*** Opening of Input ***

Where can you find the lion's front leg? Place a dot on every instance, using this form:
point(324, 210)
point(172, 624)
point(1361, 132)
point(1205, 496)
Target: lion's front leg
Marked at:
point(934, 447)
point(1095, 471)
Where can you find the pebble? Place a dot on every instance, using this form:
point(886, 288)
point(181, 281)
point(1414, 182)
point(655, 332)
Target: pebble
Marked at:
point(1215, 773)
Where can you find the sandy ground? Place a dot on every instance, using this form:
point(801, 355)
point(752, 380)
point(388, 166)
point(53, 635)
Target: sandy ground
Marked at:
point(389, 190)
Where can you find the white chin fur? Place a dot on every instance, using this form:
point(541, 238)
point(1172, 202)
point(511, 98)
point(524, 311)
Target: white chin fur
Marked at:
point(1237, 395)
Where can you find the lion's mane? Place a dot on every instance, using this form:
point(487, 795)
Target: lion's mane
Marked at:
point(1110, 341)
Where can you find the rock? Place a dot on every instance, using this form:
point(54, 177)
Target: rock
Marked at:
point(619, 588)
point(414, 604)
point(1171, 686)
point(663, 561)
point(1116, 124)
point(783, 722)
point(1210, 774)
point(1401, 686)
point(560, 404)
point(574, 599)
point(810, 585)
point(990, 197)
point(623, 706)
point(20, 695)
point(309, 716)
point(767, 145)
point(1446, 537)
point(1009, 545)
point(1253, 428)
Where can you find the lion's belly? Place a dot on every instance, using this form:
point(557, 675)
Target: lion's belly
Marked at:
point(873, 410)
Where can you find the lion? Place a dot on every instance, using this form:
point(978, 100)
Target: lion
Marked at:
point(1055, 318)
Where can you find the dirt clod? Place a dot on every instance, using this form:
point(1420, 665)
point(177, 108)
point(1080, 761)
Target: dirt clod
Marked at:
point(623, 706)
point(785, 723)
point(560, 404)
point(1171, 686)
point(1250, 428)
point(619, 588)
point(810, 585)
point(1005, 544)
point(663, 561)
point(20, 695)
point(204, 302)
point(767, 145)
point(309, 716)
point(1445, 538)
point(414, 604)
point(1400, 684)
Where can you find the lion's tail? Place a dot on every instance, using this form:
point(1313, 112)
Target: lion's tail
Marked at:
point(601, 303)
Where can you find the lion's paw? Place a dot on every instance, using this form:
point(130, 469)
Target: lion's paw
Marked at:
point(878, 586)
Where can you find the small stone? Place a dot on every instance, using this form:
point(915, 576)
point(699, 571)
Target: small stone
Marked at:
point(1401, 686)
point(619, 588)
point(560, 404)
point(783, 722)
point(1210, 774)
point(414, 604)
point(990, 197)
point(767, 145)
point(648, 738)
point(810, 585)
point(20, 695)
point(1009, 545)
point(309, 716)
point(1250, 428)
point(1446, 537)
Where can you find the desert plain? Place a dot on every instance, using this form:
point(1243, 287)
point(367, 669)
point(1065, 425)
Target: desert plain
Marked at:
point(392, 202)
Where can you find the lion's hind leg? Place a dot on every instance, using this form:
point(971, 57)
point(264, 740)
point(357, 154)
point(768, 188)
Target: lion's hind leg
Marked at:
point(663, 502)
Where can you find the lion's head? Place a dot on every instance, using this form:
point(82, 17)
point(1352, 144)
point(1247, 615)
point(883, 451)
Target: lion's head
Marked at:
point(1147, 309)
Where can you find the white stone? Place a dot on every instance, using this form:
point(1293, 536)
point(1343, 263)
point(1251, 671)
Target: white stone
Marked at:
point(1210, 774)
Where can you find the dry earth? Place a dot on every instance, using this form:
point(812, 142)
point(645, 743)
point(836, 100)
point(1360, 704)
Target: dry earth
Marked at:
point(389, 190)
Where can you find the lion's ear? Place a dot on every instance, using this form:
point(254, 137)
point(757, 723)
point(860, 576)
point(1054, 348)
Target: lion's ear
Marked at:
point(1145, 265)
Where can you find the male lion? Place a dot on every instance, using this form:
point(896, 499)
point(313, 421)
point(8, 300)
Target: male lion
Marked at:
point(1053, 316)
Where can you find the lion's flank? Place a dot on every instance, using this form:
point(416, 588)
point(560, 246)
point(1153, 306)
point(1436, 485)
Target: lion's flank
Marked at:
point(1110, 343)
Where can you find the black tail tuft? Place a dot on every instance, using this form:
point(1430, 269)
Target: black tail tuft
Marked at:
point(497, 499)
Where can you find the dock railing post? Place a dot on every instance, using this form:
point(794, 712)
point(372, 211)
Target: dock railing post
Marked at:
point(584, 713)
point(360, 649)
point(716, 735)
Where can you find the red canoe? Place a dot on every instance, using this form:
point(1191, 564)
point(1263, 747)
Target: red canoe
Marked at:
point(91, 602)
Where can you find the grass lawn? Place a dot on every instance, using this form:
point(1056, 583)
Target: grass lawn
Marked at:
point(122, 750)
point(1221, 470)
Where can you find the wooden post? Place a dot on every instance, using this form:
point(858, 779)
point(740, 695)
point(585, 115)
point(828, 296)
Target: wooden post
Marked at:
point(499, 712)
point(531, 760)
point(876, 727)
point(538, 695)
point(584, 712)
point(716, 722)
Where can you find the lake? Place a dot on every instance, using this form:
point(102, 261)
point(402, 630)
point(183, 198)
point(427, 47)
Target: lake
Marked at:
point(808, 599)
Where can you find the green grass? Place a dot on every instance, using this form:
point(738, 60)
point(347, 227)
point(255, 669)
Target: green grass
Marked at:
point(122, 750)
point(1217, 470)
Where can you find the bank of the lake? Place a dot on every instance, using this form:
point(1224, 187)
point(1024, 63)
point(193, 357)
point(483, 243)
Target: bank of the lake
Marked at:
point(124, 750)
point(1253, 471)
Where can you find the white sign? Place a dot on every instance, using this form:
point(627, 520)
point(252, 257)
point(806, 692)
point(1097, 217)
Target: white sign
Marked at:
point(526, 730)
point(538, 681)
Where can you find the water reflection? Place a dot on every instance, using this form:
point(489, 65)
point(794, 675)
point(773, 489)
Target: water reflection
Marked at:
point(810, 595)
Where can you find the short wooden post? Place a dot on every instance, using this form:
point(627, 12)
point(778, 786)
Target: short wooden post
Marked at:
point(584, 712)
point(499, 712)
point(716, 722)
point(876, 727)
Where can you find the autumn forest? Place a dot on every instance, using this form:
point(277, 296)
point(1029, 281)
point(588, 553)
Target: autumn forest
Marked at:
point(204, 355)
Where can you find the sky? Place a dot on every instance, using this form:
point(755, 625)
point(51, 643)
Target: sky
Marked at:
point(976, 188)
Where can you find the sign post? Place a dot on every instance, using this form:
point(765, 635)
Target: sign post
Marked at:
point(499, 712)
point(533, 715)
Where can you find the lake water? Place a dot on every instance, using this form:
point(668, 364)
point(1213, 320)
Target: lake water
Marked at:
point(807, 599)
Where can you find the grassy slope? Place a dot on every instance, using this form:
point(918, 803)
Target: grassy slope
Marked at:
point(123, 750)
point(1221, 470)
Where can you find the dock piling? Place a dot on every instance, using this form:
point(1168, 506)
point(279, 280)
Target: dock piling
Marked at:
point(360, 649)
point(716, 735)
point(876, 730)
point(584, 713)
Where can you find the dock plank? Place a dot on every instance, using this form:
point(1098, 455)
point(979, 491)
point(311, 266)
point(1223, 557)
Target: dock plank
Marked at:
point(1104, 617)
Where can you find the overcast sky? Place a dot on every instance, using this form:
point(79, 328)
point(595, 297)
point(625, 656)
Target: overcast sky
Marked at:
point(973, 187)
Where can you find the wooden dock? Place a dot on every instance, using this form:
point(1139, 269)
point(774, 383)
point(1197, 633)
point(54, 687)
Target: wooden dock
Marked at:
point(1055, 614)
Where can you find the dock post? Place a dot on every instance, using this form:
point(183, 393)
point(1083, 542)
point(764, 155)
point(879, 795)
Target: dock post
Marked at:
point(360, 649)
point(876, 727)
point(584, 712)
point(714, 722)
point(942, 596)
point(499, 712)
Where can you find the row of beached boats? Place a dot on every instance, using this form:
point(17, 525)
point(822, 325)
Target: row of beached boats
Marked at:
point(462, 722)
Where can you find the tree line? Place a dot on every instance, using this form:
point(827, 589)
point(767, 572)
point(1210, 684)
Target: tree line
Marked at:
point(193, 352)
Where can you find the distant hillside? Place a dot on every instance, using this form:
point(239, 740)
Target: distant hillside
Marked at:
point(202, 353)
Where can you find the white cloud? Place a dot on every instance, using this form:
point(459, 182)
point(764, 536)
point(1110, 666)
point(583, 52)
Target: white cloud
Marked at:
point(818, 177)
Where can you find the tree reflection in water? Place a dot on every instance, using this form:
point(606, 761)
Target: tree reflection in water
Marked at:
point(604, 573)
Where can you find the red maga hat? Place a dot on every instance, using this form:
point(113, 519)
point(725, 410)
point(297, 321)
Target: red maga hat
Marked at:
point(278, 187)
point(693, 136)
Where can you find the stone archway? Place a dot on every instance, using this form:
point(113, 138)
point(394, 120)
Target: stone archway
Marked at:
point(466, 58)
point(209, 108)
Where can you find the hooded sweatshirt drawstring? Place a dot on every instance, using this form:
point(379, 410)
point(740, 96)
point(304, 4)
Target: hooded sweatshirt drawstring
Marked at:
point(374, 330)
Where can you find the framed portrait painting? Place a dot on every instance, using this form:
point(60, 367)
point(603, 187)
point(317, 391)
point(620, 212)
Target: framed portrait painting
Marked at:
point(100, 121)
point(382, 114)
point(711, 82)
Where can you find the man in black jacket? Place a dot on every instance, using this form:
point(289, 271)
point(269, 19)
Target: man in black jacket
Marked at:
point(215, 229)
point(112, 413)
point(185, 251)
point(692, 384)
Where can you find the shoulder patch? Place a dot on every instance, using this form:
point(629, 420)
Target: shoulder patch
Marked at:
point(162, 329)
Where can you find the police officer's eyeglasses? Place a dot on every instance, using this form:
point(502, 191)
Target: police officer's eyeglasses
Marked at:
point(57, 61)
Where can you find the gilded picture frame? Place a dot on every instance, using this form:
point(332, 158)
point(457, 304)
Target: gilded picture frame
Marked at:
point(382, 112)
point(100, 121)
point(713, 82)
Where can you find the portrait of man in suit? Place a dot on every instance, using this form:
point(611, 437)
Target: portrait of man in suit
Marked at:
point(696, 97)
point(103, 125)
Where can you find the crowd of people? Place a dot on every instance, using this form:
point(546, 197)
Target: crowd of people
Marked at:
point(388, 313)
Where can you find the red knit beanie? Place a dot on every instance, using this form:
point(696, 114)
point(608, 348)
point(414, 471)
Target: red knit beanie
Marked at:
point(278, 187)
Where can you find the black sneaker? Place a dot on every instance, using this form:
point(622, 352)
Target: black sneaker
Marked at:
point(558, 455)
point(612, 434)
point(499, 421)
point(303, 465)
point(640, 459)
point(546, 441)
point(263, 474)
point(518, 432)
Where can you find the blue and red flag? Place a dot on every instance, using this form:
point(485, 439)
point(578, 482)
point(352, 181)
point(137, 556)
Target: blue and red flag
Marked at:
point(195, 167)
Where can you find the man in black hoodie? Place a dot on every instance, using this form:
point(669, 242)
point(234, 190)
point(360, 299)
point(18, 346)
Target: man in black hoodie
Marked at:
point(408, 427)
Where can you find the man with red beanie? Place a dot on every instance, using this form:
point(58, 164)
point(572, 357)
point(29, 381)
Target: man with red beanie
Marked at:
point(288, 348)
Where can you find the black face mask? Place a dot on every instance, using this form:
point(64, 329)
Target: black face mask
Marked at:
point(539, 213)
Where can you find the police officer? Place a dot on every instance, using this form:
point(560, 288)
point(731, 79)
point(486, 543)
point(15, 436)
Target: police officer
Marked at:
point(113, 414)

*** Close of Input ***

**Task instructions:** Report the lines above that contain "short".

**Answer to this problem:**
Where can you find the short wooden post? Place a dot on every instance, using this form:
Target: short wooden post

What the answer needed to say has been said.